(Material provided)

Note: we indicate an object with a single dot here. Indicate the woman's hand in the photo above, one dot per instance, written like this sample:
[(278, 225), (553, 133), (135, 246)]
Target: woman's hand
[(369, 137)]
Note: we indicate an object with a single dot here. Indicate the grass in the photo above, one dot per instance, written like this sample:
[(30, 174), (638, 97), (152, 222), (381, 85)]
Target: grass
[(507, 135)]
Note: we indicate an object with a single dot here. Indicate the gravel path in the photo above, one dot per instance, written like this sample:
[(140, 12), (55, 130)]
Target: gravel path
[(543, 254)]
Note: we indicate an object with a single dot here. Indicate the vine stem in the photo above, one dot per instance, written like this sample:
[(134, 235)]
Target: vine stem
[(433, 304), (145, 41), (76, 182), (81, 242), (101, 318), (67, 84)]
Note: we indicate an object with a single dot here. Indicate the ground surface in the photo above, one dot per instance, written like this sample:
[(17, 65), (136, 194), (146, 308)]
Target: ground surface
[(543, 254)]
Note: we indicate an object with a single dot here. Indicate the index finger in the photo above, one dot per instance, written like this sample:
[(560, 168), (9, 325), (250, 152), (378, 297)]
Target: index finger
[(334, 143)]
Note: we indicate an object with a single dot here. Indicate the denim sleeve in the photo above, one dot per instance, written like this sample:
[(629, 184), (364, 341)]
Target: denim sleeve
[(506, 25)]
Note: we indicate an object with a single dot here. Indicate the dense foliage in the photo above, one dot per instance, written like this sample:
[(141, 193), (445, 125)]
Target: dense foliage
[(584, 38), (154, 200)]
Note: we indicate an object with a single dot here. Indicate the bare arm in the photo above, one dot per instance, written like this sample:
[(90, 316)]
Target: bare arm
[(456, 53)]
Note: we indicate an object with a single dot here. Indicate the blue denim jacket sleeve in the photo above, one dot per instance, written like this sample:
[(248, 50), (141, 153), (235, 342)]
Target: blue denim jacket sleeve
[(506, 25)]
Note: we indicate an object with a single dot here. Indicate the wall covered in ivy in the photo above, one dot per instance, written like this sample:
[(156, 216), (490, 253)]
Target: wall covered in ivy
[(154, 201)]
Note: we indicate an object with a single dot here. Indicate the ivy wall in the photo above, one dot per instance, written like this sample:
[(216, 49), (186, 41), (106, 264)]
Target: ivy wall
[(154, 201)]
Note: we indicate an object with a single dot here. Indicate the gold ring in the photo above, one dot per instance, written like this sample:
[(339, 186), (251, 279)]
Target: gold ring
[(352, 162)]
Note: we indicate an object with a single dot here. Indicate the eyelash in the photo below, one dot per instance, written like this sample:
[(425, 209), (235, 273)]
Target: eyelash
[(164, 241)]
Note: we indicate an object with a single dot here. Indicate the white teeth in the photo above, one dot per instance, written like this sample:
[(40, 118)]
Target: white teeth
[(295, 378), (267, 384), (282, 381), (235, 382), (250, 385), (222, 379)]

(Aim of the exercise) Transcribe all lines as written.

(Exercise answer)
Note: we indicate an object with a single dot here. Indicate the woman's hand in the photo above, one dot per instance, written like this sample:
[(278, 225), (553, 133), (135, 246)]
Target: woman's hand
[(369, 137)]
Note: we indicate an object with a single dot here. Indicate the grass in the photo above, one dot per instance, written like this sample:
[(30, 174), (638, 97), (152, 222), (381, 85)]
Target: grass
[(507, 135)]
Note: we indicate an object with a single dot here. Indicate the gravel path in the photo above, one dot per instance, written like this sample:
[(140, 12), (55, 130)]
Target: gravel path
[(543, 254)]
Note: we indicate an object with a single dot here. Indicate the vine stem in the photo above, one dot per instance, written like this sample:
[(134, 235)]
Target: vine stem
[(433, 304), (145, 41), (76, 182), (81, 242), (101, 318), (67, 84)]
Note: we indicate an object with a single dot here. Indicate the ground surface in the photo above, one dot per instance, written like this sample:
[(17, 65), (136, 194), (146, 308)]
Target: ground surface
[(543, 254)]
Note: we indicate an object with a single dot here. Indicate the index finger in the photo above, one dot per instance, written like this sample:
[(560, 168), (9, 325), (250, 152), (378, 297)]
Target: index finger
[(334, 143)]
Note: we indicate an object with a single dot here. Indicate the denim sleeve in the photo above, one dot per instance, written like this sample:
[(629, 184), (364, 341)]
Target: denim sleeve
[(506, 25)]
Note: we indicate an object with a single dot here. Indicate the dense foliage in the photo above, one dot per instance, written like this sample:
[(141, 193), (445, 125)]
Target: dense foliage
[(584, 38), (154, 200)]
Note: we indicate an object with a single dot here. Indicate the bare arm in the photo above, one dot per instance, written like this sample:
[(90, 316)]
Target: bare arm
[(456, 53)]
Note: we indicate an object with a single dot here. Indicate the blue denim jacket sleeve in the photo above, one dot per instance, written like this sample:
[(248, 50), (141, 153), (235, 342)]
Target: blue denim jacket sleeve
[(506, 25)]
Note: we indicate an object with a single dot here. Indicate the wall covered in ivy in the photo above, one dot per instance, written like this sample:
[(156, 216), (490, 253)]
Target: wall covered in ivy
[(154, 201)]
Note: we indicate an object with a single dot here. Indicate the ivy wall in the photo above, one dot per instance, written like this sample:
[(216, 49), (186, 41), (106, 264)]
Target: ivy wall
[(154, 201)]
Note: we indicate an object with a single dot here. Indicate the gold ring in the photo above, one dot per instance, written like this sample:
[(339, 186), (251, 279)]
Target: gold ring
[(352, 162)]
Note: we indicate an object with a single dot here. Indicate the eyelash in the photo below, one dot per instance, written like this sample:
[(425, 209), (235, 273)]
Target: eyelash
[(164, 241)]
Note: we indicate an object with a single dot here. Indicate the white teeth in the photo above, one dot per instance, written like this sample:
[(40, 118)]
Target: white teeth
[(295, 378), (267, 384), (282, 381), (235, 382), (250, 385), (222, 379)]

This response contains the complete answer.